**Texto proporcionado:**

○ ○ ○ ○

La
revista ‘Behavioral and Brain Sciences’ publica un artículo titulado ‘The
evolution of general intelligence’. Su objetivo es resolver un
rompecabezas creado por el fenómeno en el que se basa la inteligencia general (g) de los humanos. Naturalmente, eso
obliga a revisar las perspectivas basadas en la especificidad y en la
generalidad de la cognición, no solamente en humanos, sino también en animales.
Los
autores, J. M. Burkart, M. N. Schubiger y C. P. van Schaik, sostienen que la presencia
de la inteligencia general puede comprenderse apelando a la cultura. En la
mente de humanos y animales existe una mezcla de habilidades basadas en módulos primarios y secundarios. En el
primer caso existe un desarrollo automático con un contenido fijo, mientras que
en el segundo se requiere un aprendizaje que permita la automatización, pero
que incluya un contenido más variable.
Los animales también pueden
caracterizarse por una inteligencia general, aunque su presencia pueda imponer
obstáculos a la selección natural. Esa inteligencia subraya la relevancia de la
capacidad de razonar y de la
flexibilidad conductual:
“El concepto de
inteligencia general en los humanos se construye sobre uno de los resultados
más replicados de la psicología diferencial”.
Y
esa inteligencia general se encuentra estrechamente relacionada con las funciones ejecutivas. Se han observado,
por ejemplo, relaciones prácticamente isomórficas entre el factor g y la memoria operativa (working memory capacity). Pero la
inteligencia general debe incluir algo más que funcionamiento ejecutivo.

○ ○ ○ ○

**Líneas:**
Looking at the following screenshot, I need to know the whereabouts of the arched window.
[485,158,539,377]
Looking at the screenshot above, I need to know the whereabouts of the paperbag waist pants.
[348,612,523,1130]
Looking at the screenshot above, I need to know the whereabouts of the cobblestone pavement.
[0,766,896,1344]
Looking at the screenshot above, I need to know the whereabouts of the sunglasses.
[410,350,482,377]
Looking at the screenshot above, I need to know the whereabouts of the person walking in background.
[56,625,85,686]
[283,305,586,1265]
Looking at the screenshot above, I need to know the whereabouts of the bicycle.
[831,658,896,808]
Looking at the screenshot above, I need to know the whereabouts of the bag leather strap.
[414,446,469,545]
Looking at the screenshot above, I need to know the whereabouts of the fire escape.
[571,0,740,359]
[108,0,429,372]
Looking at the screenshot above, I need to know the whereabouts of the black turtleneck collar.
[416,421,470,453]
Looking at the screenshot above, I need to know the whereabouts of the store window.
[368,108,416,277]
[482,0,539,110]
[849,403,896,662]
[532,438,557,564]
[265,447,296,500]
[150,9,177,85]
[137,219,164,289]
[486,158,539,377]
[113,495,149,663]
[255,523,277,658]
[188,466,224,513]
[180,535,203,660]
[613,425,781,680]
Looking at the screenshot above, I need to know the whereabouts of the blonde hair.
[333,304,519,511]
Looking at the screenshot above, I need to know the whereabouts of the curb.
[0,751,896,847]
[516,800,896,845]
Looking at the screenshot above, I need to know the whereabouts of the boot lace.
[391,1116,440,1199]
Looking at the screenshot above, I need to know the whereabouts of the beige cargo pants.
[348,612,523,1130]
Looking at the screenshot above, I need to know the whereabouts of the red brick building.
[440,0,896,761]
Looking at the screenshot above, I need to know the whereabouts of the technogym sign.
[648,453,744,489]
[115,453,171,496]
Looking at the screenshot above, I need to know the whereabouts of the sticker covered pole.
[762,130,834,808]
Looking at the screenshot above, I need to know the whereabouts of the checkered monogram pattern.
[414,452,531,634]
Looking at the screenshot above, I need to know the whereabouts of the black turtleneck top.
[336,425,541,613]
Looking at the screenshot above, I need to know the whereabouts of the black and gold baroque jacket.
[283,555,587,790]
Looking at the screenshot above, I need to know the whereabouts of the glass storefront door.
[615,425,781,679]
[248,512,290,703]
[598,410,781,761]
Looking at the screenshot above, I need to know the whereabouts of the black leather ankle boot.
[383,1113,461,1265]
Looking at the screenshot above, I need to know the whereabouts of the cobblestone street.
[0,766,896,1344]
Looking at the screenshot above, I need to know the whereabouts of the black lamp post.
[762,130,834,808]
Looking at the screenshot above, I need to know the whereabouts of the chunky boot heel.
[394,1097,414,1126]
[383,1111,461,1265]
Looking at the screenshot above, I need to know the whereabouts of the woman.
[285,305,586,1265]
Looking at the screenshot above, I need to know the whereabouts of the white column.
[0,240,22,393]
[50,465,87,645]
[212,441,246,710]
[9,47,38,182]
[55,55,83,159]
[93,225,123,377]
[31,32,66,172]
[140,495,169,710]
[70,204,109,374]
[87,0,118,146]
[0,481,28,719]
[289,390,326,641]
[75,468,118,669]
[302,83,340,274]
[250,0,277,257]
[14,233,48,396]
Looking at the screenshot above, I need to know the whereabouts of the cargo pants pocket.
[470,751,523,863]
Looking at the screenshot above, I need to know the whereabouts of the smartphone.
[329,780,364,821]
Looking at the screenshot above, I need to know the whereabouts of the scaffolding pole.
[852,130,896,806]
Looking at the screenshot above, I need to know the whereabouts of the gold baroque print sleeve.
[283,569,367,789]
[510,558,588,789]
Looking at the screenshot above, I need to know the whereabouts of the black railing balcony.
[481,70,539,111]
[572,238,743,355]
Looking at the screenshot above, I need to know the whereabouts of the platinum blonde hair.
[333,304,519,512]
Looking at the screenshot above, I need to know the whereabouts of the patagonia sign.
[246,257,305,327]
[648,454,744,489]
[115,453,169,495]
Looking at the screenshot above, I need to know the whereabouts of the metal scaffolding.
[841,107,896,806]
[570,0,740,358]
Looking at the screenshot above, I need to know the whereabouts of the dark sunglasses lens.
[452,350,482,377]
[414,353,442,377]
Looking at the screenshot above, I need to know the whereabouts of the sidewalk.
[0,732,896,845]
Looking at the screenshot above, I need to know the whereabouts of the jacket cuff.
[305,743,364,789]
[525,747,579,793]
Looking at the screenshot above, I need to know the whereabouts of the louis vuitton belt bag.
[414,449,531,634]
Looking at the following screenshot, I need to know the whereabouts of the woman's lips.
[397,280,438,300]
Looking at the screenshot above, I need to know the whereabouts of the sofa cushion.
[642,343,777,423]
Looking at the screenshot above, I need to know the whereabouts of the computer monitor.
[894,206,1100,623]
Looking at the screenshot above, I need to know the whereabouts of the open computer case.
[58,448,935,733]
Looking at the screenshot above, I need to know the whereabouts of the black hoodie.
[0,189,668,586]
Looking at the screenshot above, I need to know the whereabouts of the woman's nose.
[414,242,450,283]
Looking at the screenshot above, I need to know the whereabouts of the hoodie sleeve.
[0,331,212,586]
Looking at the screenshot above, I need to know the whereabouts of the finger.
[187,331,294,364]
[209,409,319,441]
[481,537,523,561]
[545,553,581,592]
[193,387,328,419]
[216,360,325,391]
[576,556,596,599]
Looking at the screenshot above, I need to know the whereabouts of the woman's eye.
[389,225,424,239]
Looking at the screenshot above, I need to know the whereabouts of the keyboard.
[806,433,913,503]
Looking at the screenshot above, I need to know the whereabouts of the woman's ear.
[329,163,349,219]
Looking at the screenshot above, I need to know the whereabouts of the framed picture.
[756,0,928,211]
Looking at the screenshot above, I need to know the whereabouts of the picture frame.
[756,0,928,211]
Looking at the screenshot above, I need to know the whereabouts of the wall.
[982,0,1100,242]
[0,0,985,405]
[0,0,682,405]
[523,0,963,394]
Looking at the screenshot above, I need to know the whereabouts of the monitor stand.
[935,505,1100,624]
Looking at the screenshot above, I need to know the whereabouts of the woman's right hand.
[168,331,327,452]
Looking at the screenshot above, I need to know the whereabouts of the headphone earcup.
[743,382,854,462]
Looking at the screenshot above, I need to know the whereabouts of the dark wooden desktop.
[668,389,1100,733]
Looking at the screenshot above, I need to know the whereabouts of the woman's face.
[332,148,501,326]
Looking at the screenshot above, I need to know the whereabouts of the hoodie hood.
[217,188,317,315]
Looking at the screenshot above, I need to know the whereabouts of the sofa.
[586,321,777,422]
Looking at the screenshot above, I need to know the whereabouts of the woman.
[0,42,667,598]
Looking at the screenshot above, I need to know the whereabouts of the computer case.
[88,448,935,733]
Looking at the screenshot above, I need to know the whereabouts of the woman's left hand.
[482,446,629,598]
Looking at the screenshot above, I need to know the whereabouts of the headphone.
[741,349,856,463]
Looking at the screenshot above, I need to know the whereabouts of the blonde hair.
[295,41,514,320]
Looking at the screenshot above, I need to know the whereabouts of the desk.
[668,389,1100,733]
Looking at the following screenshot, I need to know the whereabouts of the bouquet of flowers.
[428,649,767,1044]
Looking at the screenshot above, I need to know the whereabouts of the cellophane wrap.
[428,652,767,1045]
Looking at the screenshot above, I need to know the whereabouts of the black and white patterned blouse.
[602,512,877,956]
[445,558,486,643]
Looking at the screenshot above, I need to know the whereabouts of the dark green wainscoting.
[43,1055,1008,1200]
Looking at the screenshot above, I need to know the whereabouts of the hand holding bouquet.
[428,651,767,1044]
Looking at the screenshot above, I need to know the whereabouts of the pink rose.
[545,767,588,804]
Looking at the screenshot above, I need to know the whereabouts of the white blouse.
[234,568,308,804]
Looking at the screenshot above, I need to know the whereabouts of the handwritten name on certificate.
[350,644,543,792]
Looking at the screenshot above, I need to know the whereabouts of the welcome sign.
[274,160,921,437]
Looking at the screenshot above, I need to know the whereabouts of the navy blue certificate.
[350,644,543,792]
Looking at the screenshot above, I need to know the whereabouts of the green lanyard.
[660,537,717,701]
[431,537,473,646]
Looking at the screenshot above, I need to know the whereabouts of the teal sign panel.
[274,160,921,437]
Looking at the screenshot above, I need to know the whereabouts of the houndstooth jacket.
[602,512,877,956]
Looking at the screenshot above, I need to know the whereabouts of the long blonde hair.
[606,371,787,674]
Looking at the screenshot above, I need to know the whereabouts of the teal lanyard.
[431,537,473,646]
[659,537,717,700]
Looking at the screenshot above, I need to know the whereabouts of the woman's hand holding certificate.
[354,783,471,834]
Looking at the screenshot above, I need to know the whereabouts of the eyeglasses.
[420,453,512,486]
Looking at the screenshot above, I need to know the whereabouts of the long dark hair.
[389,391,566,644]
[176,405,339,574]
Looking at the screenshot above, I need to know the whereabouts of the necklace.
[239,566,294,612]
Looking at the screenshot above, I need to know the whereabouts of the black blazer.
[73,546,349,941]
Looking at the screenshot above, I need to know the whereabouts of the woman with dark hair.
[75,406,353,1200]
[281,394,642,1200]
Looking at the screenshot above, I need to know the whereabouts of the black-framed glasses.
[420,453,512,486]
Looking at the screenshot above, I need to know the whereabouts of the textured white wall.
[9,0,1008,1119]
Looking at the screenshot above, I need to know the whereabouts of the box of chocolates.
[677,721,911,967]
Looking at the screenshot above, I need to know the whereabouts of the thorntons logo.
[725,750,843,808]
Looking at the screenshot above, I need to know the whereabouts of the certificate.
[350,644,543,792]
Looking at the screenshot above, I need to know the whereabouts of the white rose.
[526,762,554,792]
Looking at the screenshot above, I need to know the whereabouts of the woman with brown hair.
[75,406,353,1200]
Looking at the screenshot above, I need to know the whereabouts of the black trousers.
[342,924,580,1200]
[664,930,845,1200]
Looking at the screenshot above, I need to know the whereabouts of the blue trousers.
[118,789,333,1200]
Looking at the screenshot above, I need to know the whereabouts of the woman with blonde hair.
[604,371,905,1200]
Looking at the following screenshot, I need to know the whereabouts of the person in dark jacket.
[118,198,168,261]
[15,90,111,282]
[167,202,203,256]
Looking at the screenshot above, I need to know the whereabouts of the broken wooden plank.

○ ○ ○ ○

**Qué se pide:**
1. Según el texto sobre la inteligencia general, ¿qué revista publica el artículo ‘The evolution of general intelligence’?
2. Reproduce el pasaje del texto sobre la inteligencia general que comienza con "Los animales también" y continúa hasta "que funcionamiento ejecutivo.".
Para responder, usa únicamente el texto.

**Las soluciones:**
1. Behavioral and Brain Sciences.

2.
Los animales también pueden
caracterizarse por una inteligencia general, aunque su presencia pueda imponer
obstáculos a la selección natural. Esa inteligencia subraya la relevancia de la
capacidad de razonar y de la
flexibilidad conductual:
“El concepto de
inteligencia general en los humanos se construye sobre uno de los resultados
más replicados de la psicología diferencial”.
Y
esa inteligencia general se encuentra estrechamente relacionada con las funciones ejecutivas. Se han observado,
por ejemplo, relaciones prácticamente isomórficas entre el factor g y la memoria operativa (working memory capacity). Pero la
inteligencia general debe incluir algo más que funcionamiento ejecutivo.